Exact reproduction required: the lines below from the line with "on leaf in the photo above." to the line with "small bud in the photo above.", both ends included, and no others.

━━ SOURCE RECORDS ━━

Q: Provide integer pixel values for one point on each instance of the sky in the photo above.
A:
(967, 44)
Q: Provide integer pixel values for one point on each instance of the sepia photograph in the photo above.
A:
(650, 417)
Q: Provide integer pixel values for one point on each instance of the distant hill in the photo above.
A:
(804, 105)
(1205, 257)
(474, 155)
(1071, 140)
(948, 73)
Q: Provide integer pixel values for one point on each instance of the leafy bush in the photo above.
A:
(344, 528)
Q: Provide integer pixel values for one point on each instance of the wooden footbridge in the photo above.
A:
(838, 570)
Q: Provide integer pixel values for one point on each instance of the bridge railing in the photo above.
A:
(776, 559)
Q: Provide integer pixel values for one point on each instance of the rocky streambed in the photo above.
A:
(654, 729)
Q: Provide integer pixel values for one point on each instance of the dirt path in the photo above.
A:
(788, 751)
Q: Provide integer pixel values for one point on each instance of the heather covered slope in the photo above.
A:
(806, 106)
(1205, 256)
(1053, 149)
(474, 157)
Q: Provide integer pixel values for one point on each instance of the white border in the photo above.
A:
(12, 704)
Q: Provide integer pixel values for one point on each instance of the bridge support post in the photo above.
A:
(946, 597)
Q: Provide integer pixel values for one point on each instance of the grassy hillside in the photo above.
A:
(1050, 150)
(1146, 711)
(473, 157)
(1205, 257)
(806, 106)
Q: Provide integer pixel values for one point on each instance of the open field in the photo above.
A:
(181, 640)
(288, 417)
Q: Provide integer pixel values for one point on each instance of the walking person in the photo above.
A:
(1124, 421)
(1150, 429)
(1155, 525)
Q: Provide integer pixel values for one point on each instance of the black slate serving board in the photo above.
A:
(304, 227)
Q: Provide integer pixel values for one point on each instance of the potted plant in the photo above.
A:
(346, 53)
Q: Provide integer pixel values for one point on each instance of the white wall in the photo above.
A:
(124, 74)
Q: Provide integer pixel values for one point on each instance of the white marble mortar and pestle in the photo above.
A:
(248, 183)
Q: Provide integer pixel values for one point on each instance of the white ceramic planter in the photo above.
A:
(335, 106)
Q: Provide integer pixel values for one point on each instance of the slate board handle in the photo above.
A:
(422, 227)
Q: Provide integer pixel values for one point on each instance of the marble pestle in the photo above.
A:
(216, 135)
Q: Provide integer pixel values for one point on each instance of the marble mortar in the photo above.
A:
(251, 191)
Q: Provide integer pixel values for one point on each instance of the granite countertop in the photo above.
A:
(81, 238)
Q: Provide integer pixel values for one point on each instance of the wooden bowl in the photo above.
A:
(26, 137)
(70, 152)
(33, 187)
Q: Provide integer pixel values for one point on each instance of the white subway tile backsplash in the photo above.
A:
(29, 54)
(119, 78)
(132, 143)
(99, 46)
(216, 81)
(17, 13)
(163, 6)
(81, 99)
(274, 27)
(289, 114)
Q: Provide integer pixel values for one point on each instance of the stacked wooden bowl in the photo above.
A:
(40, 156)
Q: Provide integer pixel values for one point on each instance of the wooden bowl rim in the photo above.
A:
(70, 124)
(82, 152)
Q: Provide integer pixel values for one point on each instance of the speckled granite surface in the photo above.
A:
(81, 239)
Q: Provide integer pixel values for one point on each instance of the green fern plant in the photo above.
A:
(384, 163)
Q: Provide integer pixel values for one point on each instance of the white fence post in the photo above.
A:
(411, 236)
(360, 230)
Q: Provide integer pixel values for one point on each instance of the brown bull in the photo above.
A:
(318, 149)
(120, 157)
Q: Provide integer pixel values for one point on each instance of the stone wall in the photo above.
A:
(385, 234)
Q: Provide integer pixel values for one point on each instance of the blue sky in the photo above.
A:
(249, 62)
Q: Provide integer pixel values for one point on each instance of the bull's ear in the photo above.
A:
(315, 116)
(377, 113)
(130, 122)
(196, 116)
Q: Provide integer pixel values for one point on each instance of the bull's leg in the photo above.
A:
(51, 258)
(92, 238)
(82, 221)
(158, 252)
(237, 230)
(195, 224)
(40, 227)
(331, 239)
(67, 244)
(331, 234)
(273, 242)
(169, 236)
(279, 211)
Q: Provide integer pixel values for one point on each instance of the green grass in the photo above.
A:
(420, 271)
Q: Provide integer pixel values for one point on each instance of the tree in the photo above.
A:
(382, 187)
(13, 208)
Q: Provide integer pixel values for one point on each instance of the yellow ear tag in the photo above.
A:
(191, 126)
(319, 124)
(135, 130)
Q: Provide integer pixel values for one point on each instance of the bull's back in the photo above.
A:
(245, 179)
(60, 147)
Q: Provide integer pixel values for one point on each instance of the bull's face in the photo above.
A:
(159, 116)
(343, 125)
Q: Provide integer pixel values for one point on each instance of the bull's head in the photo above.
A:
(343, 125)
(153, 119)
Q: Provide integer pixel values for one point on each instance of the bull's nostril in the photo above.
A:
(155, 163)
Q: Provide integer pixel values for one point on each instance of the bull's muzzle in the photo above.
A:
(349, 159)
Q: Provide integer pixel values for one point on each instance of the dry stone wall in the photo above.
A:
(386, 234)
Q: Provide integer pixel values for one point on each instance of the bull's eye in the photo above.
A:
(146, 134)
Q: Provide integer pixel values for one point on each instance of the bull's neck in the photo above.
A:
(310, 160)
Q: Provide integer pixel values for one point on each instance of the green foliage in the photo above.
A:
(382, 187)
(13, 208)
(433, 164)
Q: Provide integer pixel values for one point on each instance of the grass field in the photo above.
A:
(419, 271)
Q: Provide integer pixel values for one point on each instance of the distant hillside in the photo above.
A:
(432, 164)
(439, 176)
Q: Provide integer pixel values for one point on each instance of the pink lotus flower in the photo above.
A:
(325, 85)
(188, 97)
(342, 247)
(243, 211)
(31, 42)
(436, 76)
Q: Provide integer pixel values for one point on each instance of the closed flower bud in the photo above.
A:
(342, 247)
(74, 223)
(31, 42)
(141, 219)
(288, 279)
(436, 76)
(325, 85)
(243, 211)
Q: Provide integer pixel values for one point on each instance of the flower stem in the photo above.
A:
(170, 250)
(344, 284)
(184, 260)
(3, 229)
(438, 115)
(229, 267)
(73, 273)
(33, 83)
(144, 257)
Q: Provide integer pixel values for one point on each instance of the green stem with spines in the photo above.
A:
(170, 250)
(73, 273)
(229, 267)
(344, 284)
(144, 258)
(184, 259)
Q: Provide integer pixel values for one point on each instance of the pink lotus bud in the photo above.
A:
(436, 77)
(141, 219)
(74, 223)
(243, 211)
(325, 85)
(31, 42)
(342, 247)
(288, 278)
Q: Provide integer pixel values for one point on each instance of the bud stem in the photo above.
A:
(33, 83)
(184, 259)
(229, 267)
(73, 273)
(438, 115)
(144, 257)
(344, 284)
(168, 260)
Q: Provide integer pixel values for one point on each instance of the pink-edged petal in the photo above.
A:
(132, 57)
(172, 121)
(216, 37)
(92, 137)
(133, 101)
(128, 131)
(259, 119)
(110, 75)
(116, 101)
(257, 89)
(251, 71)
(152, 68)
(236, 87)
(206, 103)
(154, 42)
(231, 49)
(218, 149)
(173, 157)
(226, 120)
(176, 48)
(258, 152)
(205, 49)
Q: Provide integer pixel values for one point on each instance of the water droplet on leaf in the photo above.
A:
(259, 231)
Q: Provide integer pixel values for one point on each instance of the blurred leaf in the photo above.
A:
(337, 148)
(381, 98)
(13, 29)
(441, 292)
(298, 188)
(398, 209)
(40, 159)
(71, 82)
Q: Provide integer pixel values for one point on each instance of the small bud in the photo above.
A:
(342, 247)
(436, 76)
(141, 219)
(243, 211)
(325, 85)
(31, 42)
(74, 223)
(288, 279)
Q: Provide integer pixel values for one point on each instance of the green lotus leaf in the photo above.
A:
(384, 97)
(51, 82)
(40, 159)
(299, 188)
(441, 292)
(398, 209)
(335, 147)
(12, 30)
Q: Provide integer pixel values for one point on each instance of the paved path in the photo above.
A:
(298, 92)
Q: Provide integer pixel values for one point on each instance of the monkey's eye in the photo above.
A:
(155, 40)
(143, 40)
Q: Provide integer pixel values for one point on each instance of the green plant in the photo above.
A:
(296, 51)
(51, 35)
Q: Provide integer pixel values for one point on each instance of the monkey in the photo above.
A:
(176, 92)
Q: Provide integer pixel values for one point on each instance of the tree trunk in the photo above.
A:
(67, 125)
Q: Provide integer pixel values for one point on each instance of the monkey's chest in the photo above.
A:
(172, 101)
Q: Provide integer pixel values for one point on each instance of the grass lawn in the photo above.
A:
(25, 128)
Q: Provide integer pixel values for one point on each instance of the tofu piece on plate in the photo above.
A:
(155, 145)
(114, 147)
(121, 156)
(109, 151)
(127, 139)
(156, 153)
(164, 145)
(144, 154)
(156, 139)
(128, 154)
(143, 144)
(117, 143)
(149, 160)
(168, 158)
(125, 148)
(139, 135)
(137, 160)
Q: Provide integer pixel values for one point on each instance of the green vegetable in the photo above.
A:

━━━

## SOLUTION
Q: Provide integer pixel values for one point on each instance of the water droplet on leaf in the photo above.
A:
(259, 231)
Q: Provide integer pixel values for one point on each instance of the blurred leaf in the photo above.
A:
(337, 148)
(381, 98)
(13, 29)
(441, 292)
(298, 188)
(398, 209)
(40, 159)
(71, 82)
Q: Provide integer pixel values for one point on each instance of the small bud in the photo above.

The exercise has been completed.